**Directions for this task:** Edit the material below by replacing "single marker" with "single point" everywhere it occurs, and give back all of it with nothing else changed. Leave the pictures out of your answer.

**Given entries:**
■ ■ ■

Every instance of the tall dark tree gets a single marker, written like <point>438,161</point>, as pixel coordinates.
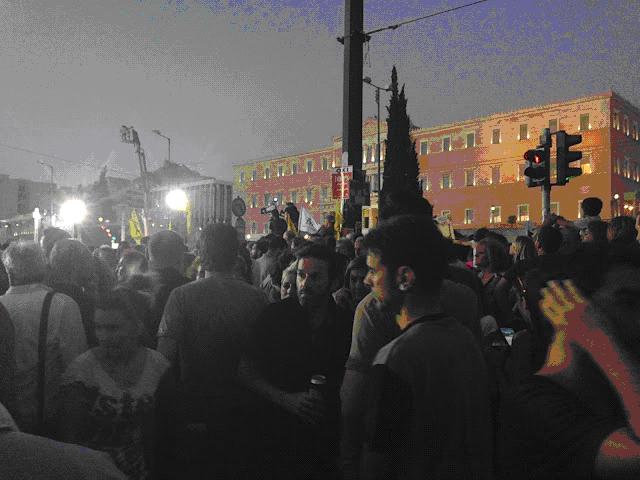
<point>401,167</point>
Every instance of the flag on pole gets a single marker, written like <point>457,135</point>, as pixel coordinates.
<point>338,224</point>
<point>188,214</point>
<point>134,227</point>
<point>290,225</point>
<point>307,222</point>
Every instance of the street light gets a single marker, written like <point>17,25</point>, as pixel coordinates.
<point>157,132</point>
<point>177,200</point>
<point>73,212</point>
<point>367,80</point>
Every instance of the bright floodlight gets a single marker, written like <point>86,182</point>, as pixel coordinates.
<point>73,211</point>
<point>177,200</point>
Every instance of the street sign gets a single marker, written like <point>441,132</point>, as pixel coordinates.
<point>340,179</point>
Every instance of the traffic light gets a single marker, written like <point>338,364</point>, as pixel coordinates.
<point>537,170</point>
<point>565,157</point>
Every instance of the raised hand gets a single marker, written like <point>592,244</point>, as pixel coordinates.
<point>566,309</point>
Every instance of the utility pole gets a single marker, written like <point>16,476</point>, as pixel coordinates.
<point>45,164</point>
<point>354,38</point>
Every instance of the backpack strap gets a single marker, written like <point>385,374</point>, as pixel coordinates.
<point>42,353</point>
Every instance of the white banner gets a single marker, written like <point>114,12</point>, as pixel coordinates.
<point>307,223</point>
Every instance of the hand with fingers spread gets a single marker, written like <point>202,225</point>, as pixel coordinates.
<point>566,309</point>
<point>306,406</point>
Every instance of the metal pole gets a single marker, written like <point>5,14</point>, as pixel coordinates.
<point>378,152</point>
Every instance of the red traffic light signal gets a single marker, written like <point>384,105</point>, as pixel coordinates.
<point>534,156</point>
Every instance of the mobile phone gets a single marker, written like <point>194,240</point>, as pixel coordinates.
<point>508,334</point>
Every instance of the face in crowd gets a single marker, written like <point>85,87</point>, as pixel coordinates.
<point>313,282</point>
<point>358,288</point>
<point>380,280</point>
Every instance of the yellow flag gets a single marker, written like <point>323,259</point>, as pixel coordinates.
<point>338,224</point>
<point>134,227</point>
<point>188,214</point>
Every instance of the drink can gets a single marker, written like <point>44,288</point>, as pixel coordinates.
<point>317,385</point>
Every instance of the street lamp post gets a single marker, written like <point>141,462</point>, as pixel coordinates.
<point>45,164</point>
<point>157,132</point>
<point>367,80</point>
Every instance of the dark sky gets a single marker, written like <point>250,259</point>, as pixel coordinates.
<point>230,81</point>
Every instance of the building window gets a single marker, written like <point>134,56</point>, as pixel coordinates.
<point>584,122</point>
<point>445,181</point>
<point>495,174</point>
<point>616,120</point>
<point>426,183</point>
<point>495,136</point>
<point>524,132</point>
<point>468,216</point>
<point>470,177</point>
<point>523,212</point>
<point>495,215</point>
<point>585,163</point>
<point>471,140</point>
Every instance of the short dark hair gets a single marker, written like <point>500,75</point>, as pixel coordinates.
<point>550,239</point>
<point>404,202</point>
<point>219,247</point>
<point>592,206</point>
<point>319,252</point>
<point>598,230</point>
<point>49,238</point>
<point>414,241</point>
<point>623,230</point>
<point>496,254</point>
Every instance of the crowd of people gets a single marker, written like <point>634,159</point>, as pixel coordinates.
<point>395,355</point>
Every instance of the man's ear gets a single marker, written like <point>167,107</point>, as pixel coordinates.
<point>405,278</point>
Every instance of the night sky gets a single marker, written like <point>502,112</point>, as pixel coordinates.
<point>230,81</point>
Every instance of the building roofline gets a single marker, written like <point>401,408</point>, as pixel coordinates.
<point>494,116</point>
<point>282,157</point>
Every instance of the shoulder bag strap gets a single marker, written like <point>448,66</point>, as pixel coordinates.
<point>42,352</point>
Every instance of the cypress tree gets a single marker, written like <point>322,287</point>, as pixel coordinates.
<point>401,169</point>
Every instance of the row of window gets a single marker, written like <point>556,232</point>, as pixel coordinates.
<point>495,213</point>
<point>281,170</point>
<point>496,135</point>
<point>471,175</point>
<point>627,168</point>
<point>628,128</point>
<point>279,198</point>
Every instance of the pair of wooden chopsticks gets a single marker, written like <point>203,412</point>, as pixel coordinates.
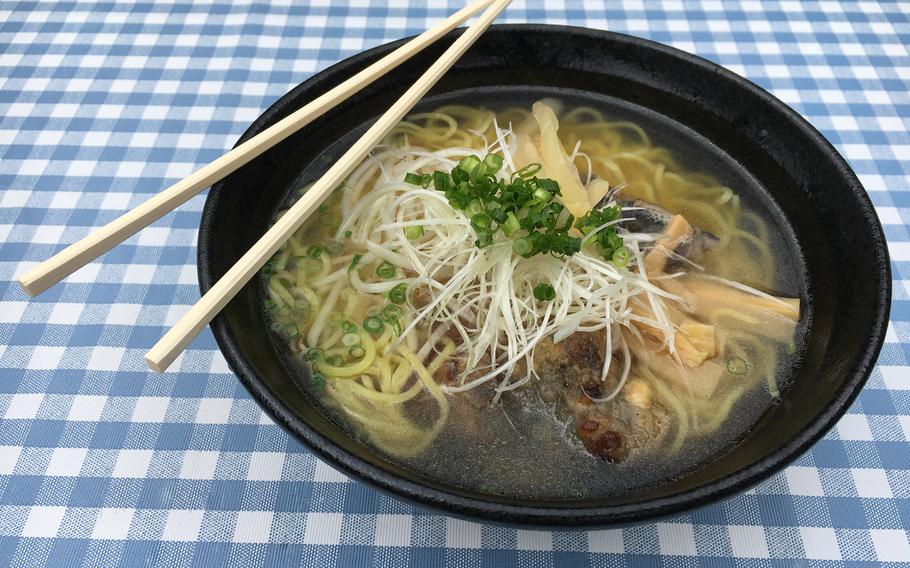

■ ■ ■

**Exercise answer:**
Every instance of the tall dark tree gets a single point, written like <point>438,161</point>, as pixel coordinates.
<point>401,167</point>
Every instance of the flag on pole gets a single point, written like <point>457,135</point>, as pixel coordinates.
<point>338,224</point>
<point>188,214</point>
<point>134,227</point>
<point>290,225</point>
<point>307,222</point>
Every instance of the street light gets a single point, written like <point>17,25</point>, as pixel coordinates.
<point>157,132</point>
<point>177,200</point>
<point>73,212</point>
<point>367,80</point>
Every instance of the bright floodlight gets a single point, written like <point>86,182</point>, as pixel coordinates.
<point>73,211</point>
<point>177,200</point>
Every instance of the street sign gets a single point, written like <point>441,132</point>, as pixel coordinates.
<point>340,179</point>
Every instance of the traffic light gets a single point, written like <point>338,364</point>, as pixel coordinates.
<point>537,170</point>
<point>565,157</point>
Every instance of the raised hand gets a single point, written like <point>592,244</point>, as pixel coordinates.
<point>566,309</point>
Every instance of the utility pole gets a single point, written like <point>16,476</point>, as pixel coordinates.
<point>45,164</point>
<point>354,38</point>
Every instance of the backpack strap gets a single point, written like <point>385,374</point>, as pixel coordinates.
<point>42,353</point>
Every instance of the white banner gets a single point, written like <point>114,12</point>, as pixel coordinates.
<point>307,223</point>
Every instance of the hand with fingers spread gets a single point, written like <point>202,225</point>, as pixel coordinates.
<point>566,309</point>
<point>306,406</point>
Every instance of the metal pole gets a single point, written like <point>5,14</point>, as pixel coordinates.
<point>378,152</point>
Every instance of the red traffic light signal gets a single point, written like <point>384,105</point>, as pixel coordinates.
<point>534,156</point>
Every instance of the mobile phone gets a single point, written like <point>194,240</point>, as pixel coordinates.
<point>508,334</point>
Every instance of the face in crowd gets a single point, written like <point>85,87</point>, as pixel coordinates.
<point>313,282</point>
<point>358,288</point>
<point>380,280</point>
Every instance of the yellow flag gets a single point, written like <point>323,259</point>, as pixel coordinates.
<point>338,224</point>
<point>134,227</point>
<point>188,214</point>
Every instance of the drink can gets a single point, written like <point>44,288</point>, as pixel coordinates.
<point>317,385</point>
Every instance of the street lamp post gets a single point, written like <point>141,462</point>, as pixel coordinates.
<point>45,164</point>
<point>157,132</point>
<point>367,80</point>
Every instance of the dark sky gets a single point, written like <point>250,259</point>, as pixel coordinates.
<point>230,81</point>
Every instance of the building window gets a single point, written like <point>134,56</point>, as pixel coordinates.
<point>584,122</point>
<point>445,181</point>
<point>495,174</point>
<point>616,120</point>
<point>426,183</point>
<point>495,136</point>
<point>524,132</point>
<point>468,216</point>
<point>470,177</point>
<point>523,212</point>
<point>495,215</point>
<point>585,163</point>
<point>471,140</point>
Every instance of the short dark hair gets a single point, written like <point>500,75</point>, as pixel coordinates.
<point>550,239</point>
<point>404,202</point>
<point>219,247</point>
<point>592,206</point>
<point>319,252</point>
<point>598,230</point>
<point>49,238</point>
<point>414,241</point>
<point>623,230</point>
<point>496,254</point>
Every instance of the crowd of people gets a single point, written like <point>634,159</point>, as pixel coordinates.
<point>395,355</point>
Every instance of the man's ear gets a single point, written like <point>167,107</point>, as pixel coordinates.
<point>405,278</point>
Every instance of the night sky gets a single point, written like <point>502,112</point>, as pixel coordinates.
<point>230,81</point>
Every instance of the building roofline gets a single point, written like <point>401,408</point>, as pixel coordinates.
<point>494,116</point>
<point>282,157</point>
Every instance of the shoulder bag strap gets a single point, written like <point>448,66</point>, as pixel coordinates.
<point>42,352</point>
Every instance of the cypress tree gets a single point, written like <point>322,287</point>, as pixel coordinates.
<point>401,169</point>
Every instance of the row of window gets a single point, written like <point>556,232</point>, as pixel coordinates.
<point>495,213</point>
<point>281,170</point>
<point>496,135</point>
<point>471,175</point>
<point>627,168</point>
<point>628,128</point>
<point>279,198</point>
Every instance of the pair of wooden chopsticks gets a single point, written like <point>203,412</point>, as pixel coordinates.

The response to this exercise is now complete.